Nous voilà au 3e jour de notre voyage.
Un dernier regard sur la citadelle de Shkodra et nous partons vers le sud pour Durrès et ensuite Berat.
Durrès.
Durrès est un port important depuis l'Antiquité. Il est aujourd'hui le principal port albanais et la deuxième plus grande ville d'Albanie après Tirana.
Dans l'Antiquité, elle a été connue sous les noms d’Épidamne, puis Dyrrhachium. Elle était le point de départ de la via Egnatia, qui traversait l'actuelle Albanie et la Grèce jusqu'à Byzance.
Pendant la période de la dictature d’Ender Hoxja, la ville étant une zone militaire stratégique, les habitants et les déplacements étaient étroitement surveillés. Dans les années 1990, s’y sont tenues de nombreuses manifestations qui ont contribuées à la chute du régime.
Aujourd’hui Durrès est sur la voie du développement économique. On y trouve des industries de matières plastiques, de caoutchouc, de produits chimiques et électroniques. Le groupe italien Italcementi qui produit des matériaux de construction est installé à Durrès depuis 1998. Des industries polluantes donc.
La région produit du vin, du maïs, de la betterave à sucre et du tabac.
Hélas architecturalement parlant, nous ne voyons rien de très élégant. Les constructions sont très disparates. Des bâtiments de plus de 10 étages sont en construction. Sur certains bâtiments, on rajoute chaque année deux étages sans tenir compte de la zone sismique du lieu.
Nous pouvons voir aux alentours d’anciennes raffineries chinoises abandonnées et délabrées de véritables verrues dans la ville.
Bref la ville n’a aucun attrait architectural, mais deux centres d’intérêt importants : l’amphithéâtre romain et le musée d’archéologie.
L'amphithéâtre de Durrès a été construit au IIe siècle de notre ère sous le règne de l'empereur romain Trajan et est situé au milieu de la ville. Il pouvait accueillir jusqu'à 20 000 personnes.
Il a été redécouvert au XXe siècle. Il est aujourd'hui un lieu touristique important, mais il a beaucoup souffert et souffre encore aujourd’hui des constructions qui ont été bâties sur les côtés. Le développement de la ville le menace.
Il semblerait que les élus veulent supprimer les maisons qui se situent dans les environs de l'amphithéâtre, afin de le protéger.

| Données |
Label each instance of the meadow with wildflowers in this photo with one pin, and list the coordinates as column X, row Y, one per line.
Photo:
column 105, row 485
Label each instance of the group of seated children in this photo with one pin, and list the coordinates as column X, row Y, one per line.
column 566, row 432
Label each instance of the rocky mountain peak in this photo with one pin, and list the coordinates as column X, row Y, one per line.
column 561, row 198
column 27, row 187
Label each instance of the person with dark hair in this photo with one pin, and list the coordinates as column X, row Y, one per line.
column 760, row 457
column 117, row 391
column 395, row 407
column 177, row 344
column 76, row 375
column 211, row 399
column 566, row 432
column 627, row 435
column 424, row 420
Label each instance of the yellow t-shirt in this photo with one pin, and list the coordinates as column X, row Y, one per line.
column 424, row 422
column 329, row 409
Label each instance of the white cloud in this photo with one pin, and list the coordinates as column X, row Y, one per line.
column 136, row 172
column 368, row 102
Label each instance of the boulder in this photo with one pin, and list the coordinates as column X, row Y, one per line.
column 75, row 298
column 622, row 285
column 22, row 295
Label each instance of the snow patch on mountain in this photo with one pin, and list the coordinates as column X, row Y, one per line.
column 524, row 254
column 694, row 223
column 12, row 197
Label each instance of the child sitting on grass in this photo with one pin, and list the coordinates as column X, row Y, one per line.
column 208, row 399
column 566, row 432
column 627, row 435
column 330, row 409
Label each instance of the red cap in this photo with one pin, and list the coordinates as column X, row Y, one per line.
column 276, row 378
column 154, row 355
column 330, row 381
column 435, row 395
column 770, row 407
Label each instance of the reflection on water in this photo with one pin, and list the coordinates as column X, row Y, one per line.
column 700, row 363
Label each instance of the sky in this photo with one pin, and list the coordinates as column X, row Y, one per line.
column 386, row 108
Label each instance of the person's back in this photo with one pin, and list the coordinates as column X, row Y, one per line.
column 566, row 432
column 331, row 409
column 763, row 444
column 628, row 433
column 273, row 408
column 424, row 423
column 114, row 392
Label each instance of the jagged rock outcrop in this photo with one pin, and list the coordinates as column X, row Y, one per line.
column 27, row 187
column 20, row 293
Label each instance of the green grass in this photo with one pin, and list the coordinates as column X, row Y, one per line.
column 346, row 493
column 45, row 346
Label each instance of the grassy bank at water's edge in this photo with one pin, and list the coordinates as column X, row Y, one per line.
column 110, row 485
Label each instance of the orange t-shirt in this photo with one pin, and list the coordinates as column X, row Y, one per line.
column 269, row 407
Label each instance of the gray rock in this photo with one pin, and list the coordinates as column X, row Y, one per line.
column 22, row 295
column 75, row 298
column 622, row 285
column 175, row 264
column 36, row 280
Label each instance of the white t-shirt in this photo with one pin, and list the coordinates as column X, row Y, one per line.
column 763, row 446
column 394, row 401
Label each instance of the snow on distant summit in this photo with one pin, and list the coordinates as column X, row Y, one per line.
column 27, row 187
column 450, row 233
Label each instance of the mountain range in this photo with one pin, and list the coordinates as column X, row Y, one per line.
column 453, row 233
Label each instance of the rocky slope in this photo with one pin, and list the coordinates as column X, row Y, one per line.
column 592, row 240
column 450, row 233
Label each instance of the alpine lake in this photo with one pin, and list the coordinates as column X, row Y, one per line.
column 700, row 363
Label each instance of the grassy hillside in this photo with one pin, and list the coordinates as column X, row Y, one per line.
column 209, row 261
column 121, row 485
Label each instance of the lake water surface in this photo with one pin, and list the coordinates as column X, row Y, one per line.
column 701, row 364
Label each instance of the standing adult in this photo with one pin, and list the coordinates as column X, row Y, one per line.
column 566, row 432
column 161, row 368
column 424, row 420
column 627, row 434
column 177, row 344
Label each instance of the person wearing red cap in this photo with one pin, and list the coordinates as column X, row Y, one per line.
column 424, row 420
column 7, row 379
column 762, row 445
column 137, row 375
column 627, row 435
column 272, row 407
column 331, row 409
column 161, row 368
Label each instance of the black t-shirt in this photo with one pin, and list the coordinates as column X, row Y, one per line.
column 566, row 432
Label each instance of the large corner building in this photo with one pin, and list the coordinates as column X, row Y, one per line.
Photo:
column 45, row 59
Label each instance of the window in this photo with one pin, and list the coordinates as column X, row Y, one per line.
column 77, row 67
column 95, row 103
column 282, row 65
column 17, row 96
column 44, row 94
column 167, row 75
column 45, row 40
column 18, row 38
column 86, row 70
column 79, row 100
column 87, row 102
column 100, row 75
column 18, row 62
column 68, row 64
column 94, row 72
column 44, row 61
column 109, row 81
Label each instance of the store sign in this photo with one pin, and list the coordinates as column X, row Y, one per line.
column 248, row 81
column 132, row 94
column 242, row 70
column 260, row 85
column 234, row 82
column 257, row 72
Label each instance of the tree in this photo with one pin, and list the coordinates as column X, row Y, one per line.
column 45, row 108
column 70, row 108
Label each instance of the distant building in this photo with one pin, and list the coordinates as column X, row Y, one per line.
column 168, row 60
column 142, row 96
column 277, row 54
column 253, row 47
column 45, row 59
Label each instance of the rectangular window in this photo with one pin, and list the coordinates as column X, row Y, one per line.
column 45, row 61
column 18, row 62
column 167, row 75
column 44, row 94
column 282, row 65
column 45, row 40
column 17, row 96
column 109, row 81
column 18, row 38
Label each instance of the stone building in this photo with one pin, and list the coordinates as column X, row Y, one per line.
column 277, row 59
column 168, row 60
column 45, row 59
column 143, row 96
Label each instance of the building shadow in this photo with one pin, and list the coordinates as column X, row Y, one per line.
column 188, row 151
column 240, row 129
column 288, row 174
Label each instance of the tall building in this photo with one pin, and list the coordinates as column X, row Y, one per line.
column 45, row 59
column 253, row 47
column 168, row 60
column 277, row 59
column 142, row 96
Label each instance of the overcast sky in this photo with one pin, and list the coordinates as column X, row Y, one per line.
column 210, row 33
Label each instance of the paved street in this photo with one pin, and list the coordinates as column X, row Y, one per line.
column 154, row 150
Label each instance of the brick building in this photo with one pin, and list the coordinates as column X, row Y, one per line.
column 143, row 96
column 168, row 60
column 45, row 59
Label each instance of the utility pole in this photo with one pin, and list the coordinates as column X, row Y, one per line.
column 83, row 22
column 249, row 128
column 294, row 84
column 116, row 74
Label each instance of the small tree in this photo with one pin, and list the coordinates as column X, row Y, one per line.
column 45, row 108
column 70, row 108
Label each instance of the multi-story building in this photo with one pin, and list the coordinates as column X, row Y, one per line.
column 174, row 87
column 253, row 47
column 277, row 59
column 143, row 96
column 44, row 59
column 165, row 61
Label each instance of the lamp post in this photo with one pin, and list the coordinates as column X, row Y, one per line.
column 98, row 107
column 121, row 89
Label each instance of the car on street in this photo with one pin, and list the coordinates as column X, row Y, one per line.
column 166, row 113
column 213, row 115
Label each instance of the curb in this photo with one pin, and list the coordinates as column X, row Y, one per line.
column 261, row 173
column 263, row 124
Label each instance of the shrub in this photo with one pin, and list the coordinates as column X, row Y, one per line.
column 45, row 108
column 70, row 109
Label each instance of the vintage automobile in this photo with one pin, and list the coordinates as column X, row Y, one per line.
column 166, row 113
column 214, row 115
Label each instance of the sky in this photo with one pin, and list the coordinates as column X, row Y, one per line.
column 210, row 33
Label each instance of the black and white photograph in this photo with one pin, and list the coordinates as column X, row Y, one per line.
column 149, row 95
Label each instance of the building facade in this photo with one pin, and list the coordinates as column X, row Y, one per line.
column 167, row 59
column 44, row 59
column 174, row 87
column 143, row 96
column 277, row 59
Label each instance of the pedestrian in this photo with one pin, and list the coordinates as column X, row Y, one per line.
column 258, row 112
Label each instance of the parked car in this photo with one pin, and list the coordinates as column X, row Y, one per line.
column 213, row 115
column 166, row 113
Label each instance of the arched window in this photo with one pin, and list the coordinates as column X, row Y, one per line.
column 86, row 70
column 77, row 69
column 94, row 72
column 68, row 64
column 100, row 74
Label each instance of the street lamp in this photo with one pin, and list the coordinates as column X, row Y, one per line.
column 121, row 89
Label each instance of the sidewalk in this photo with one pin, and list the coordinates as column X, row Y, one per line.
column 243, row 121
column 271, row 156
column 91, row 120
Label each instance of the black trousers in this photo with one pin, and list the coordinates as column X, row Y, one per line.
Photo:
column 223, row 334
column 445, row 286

...

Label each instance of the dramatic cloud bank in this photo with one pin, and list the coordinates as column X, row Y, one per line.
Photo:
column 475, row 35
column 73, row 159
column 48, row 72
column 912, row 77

| Tâches à réaliser |
A. Recopiez à l'identique le passage du texte sur Durrès qui commence aux mots « Hélas architecturalement parlant, nous » et se termine après « 20 000 personnes. ».
B. Répondez aux questions suivantes à l'aide du texte sur Durrès :
(i) Jusqu'à quelle ville la via Egnatia s'étendait-elle ?
(ii) Depuis quelle année le groupe Italcementi est-il installé à Durrès ?
(iii) Combien de personnes l'amphithéâtre pouvait-il accueillir ?
C. Prolongez le texte sur Durrès à partir de sa dernière phrase.

| Résultats de l'exercice |
A.
Hélas architecturalement parlant, nous ne voyons rien de très élégant. Les constructions sont très disparates. Des bâtiments de plus de 10 étages sont en construction. Sur certains bâtiments, on rajoute chaque année deux étages sans tenir compte de la zone sismique du lieu.
Nous pouvons voir aux alentours d’anciennes raffineries chinoises abandonnées et délabrées de véritables verrues dans la ville.
Bref la ville n’a aucun attrait architectural, mais deux centres d’intérêt importants : l’amphithéâtre romain et le musée d’archéologie.
L'amphithéâtre de Durrès a été construit au IIe siècle de notre ère sous le règne de l'empereur romain Trajan et est situé au milieu de la ville. Il pouvait accueillir jusqu'à 20 000 personnes.

B.
(i) Jusqu'à Byzance.
(ii) Depuis 1998.
(iii) Jusqu'à 20 000 personnes.

C.
L'amphithéâtre est construit sur la pente de la colline et a une forme elliptique. L’arène mesure 61 mètres sur 42 mètres.
Dans la chapelle se trouvent de belles mosaïques qui ont néanmoins subies l’outrage du temps.
En 2013, l'amphithéâtre est sélectionné avec treize autres sites par Europa Nostra comme l'un des sites les plus menacés du patrimoine culturel en Europe.
Le site est aujourd'hui candidat pour intégrer la liste du patrimoine mondial de l'Humanité de l'UNESCO.
Après la visite de l'amphithéâtre nous faisons une visite au riche et beau musée archéologique qui est le plus grand d’Albanie.
Il est consacré à l'histoire de la ville de l'Antiquité grecque à la période romaine.
La plupart des objets exposés ont été découverts par hasard lors de chantiers de construction ou par des paysans labourant des champs. Une partie des collections a été pillée lors de la guerre civile de 1997.
Après moultes péripéties le musée a ouvert ses portes en 2015.
Le 1er étage est prévu pour la période byzantine mais pour l'instant, il est toujours fermé.
Dans les salles du rez-de-chaussée sont magnifiquement exposées les antiquités grecques, les antiquités de la période hellénistique et de la période romaine.
L'exposition est organisée de manière chronologique et est parfaitement expliquée et agrémentée de cartes explicatives.
Nous pouvons voir une riche collection constituée de figurines votives en terre cuite du IVe au IIe siècle av. J.-C. et découvertes au nord-ouest de la ville sur le site de Daüte dans les années 1970.
Depuis 2002, le musée travaille en collaboration avec une équipe de chercheurs français de Lille pour sauvegarder ces milliers de statuettes et les analyser.
Elles sont pour l’essentiel des représentations d'Aphrodite.
Ce musée vaut grandement le détour.
Après le musée archéologique nous prenons la route pour Berat.
Berat
Berat est connue sous le nom de la « ville aux mille fenêtres »., en référence aux façades de ses maisons ottomanes collées les unes aux autres.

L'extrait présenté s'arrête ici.